### Selected text
::::

But I read Floating Coast in a very deep way, seeing in it the Indigenous methodologies I had previously learned about, as well as the complex abstractions of temporal imaginaries and the cyclical exchange and transfer of energy. I found myself glad that I was the one assigned to lead the discussion because I knew none of my classmates had any training in Indigenous methodologies and would most likely not see as deeply beneath the surface of the narrative. 

An exceptionally well-received and well-reviewed book, we managed to find it one critical weakness that none of the reviewers had gleaned – the lack of a discussion of the Indigenous politics of the Bering strait in favor of a discussion of the competing temporal ideologies between U.S. capitalism and Soviet socialism – both seeking to create a potential future in the present through the exploitation of limited ecological resources. Both failed to contend with the reality of ecological time, and ecological time prevailed. Ecological time always does.

Of course, that also caused me to think about time and how it is conceptualized through the Norse worldview, a time that weaves the past and present together and does not imagine a future of any sort. What is present now is all we have, and it is here because of the actions taken by those who have come before us – human and non-human. 

That, in turn, has led me to the consideration of serendipities present in my life and the working out of wyrd in my life in complex ways that I can never see because my view of wyrd is very narrow and limited. I can take small steps back and see some of those more complex patterns on occasion, but those are rare moments and I still can’t grasp the full pattern my life weaves in the fabric of wyrd. 

Take, for example, my decision to attend a small luncheon and talk with a visiting professor, Allyson B. Brantley, the author of Brewing a Boycott: How a Grassroots Coalition Fought Coors and Remade American Consumer Activism. Both the time period and geographic area are technically outside my field of study, but socio-political protest movements are interesting to me. Especially right now, as I’m working on a research paper about 19th-century Spain and how Spiritism, in the space of 50 years (it was born in 1848 in New York) had become a critical political opponent of the Catholic Church in Spain by the 1900s.

::::

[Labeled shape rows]
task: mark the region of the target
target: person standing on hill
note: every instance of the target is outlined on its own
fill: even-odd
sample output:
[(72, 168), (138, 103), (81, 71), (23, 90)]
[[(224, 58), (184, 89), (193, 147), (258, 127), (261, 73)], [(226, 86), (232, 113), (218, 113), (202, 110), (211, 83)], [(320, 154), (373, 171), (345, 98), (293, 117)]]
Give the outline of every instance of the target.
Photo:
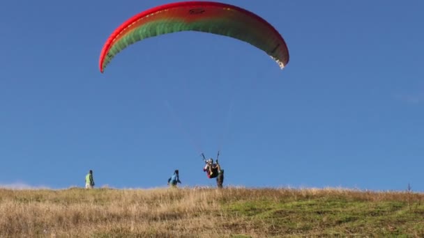
[(94, 180), (93, 179), (93, 170), (90, 170), (89, 174), (85, 176), (85, 188), (93, 189), (94, 187)]
[(181, 183), (180, 181), (180, 177), (179, 175), (178, 169), (176, 169), (174, 171), (174, 174), (168, 179), (168, 185), (171, 185), (172, 187), (176, 187), (177, 183)]
[(216, 185), (218, 189), (222, 188), (222, 184), (224, 183), (224, 170), (221, 169), (219, 171), (218, 177), (216, 177)]

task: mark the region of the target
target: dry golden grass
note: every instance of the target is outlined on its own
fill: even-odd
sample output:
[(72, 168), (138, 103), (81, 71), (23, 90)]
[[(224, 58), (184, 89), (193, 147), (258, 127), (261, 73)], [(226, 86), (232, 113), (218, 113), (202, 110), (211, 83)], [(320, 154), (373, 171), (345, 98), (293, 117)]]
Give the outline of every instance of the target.
[(0, 189), (0, 237), (418, 237), (423, 201), (335, 189)]

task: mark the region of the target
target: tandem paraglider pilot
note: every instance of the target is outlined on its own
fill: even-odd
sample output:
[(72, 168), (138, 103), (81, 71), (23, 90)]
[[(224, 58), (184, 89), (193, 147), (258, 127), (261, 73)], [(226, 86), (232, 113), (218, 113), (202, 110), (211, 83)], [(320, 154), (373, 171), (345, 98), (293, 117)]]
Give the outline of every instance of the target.
[(176, 169), (172, 175), (168, 179), (168, 185), (175, 187), (177, 183), (181, 184), (181, 181), (180, 181), (178, 169)]
[(90, 170), (89, 174), (85, 176), (85, 188), (93, 189), (94, 187), (94, 180), (93, 179), (93, 170)]

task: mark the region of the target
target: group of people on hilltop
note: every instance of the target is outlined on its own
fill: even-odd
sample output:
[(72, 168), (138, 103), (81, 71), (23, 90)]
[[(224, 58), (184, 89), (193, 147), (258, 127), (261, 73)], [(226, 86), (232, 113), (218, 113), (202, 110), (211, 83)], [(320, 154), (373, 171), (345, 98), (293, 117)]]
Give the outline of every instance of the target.
[[(213, 159), (204, 159), (205, 166), (203, 167), (203, 171), (206, 173), (206, 176), (209, 178), (216, 177), (216, 185), (218, 188), (222, 188), (222, 184), (224, 183), (224, 170), (221, 168), (221, 166), (218, 161), (213, 163)], [(175, 187), (177, 184), (181, 184), (179, 178), (179, 171), (178, 169), (174, 171), (174, 173), (168, 179), (168, 185)]]
[[(202, 154), (203, 155), (203, 154)], [(221, 168), (220, 165), (216, 159), (215, 162), (213, 162), (213, 159), (206, 159), (204, 156), (205, 166), (203, 167), (203, 171), (206, 173), (206, 176), (209, 178), (216, 177), (216, 185), (218, 188), (222, 188), (224, 183), (224, 170)], [(179, 171), (178, 169), (174, 171), (174, 173), (168, 179), (168, 185), (172, 187), (176, 187), (177, 184), (181, 183), (179, 178)], [(93, 178), (93, 170), (90, 170), (89, 173), (85, 176), (85, 188), (94, 188), (94, 179)]]

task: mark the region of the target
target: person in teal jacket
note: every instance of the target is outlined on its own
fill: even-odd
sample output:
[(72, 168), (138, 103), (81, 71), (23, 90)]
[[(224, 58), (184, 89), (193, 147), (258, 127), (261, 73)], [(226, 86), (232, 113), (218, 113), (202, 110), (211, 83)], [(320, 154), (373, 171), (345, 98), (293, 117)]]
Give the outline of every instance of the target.
[(94, 180), (93, 179), (93, 170), (90, 170), (89, 174), (85, 176), (85, 188), (93, 189), (94, 187)]
[(172, 175), (168, 179), (168, 185), (176, 187), (176, 184), (179, 182), (181, 184), (181, 181), (180, 181), (179, 170), (176, 169)]

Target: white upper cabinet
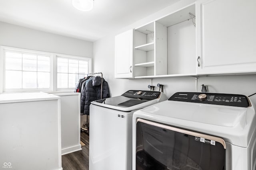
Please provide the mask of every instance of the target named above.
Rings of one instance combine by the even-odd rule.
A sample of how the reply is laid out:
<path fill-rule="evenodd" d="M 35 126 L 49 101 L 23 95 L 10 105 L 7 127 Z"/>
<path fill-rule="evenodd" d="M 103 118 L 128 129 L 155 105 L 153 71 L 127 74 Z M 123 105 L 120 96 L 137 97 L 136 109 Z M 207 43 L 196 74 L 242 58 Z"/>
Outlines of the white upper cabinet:
<path fill-rule="evenodd" d="M 116 36 L 115 78 L 133 77 L 133 29 Z"/>
<path fill-rule="evenodd" d="M 256 0 L 200 0 L 196 9 L 197 73 L 256 72 Z"/>

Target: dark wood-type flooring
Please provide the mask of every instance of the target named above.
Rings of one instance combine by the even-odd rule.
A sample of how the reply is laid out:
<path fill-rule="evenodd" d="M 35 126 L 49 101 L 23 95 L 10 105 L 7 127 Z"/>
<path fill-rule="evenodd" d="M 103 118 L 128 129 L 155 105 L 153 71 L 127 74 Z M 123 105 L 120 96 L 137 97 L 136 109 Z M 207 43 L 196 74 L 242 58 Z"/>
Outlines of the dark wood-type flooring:
<path fill-rule="evenodd" d="M 89 135 L 81 132 L 81 141 L 86 144 L 82 150 L 63 155 L 62 166 L 63 170 L 89 170 Z"/>

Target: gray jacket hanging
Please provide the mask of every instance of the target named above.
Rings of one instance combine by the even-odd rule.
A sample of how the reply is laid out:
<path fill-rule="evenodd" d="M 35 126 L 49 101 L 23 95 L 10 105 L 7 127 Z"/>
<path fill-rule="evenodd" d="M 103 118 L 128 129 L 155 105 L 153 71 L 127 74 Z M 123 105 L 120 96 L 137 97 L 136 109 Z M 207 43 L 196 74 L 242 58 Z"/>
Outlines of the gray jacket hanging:
<path fill-rule="evenodd" d="M 81 99 L 81 113 L 90 115 L 91 102 L 101 99 L 101 77 L 96 76 L 86 82 Z M 110 97 L 108 82 L 102 78 L 102 99 Z"/>

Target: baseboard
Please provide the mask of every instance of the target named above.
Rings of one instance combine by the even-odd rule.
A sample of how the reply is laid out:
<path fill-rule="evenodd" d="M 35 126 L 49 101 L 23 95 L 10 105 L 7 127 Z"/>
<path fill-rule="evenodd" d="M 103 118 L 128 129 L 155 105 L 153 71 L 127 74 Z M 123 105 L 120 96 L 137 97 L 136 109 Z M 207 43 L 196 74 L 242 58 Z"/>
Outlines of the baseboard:
<path fill-rule="evenodd" d="M 61 155 L 64 155 L 80 150 L 82 150 L 82 148 L 81 145 L 79 144 L 76 146 L 62 149 L 61 150 Z"/>

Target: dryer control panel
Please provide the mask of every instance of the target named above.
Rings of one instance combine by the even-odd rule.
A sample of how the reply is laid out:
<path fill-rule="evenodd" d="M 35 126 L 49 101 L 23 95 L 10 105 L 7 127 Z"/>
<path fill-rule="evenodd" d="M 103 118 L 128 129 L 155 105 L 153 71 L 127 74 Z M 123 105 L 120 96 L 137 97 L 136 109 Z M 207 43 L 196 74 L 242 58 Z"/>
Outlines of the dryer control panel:
<path fill-rule="evenodd" d="M 172 95 L 168 100 L 244 107 L 251 106 L 248 98 L 241 94 L 178 92 Z"/>
<path fill-rule="evenodd" d="M 144 90 L 128 90 L 122 96 L 129 98 L 153 100 L 159 97 L 160 92 Z"/>

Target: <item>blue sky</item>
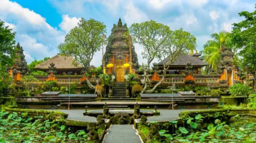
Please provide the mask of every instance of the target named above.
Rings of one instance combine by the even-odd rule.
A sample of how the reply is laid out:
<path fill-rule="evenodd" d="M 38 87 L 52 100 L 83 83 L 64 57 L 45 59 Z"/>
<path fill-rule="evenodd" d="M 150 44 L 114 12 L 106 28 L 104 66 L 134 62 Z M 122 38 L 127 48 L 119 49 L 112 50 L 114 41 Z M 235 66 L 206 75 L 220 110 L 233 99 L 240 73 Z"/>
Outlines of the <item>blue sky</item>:
<path fill-rule="evenodd" d="M 109 35 L 120 17 L 129 26 L 153 20 L 172 30 L 183 28 L 197 38 L 197 49 L 211 39 L 211 33 L 230 31 L 231 24 L 242 19 L 238 13 L 254 10 L 251 0 L 0 0 L 0 19 L 17 32 L 16 39 L 28 63 L 52 57 L 58 45 L 81 17 L 103 22 Z M 146 62 L 142 48 L 134 44 L 140 64 Z M 98 52 L 91 63 L 101 64 Z"/>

::::

### Exercise description
Could you transcribe the reflection on wyrd starting with "Of course, that" and going on through "human and non-human."? Work from the reflection on wyrd alone, not from the rows.

### Expected answer
Of course, that also caused me to think about time and how it is conceptualized through the Norse worldview, a time that weaves the past and present together and does not imagine a future of any sort. What is present now is all we have, and it is here because of the actions taken by those who have come before us – human and non-human.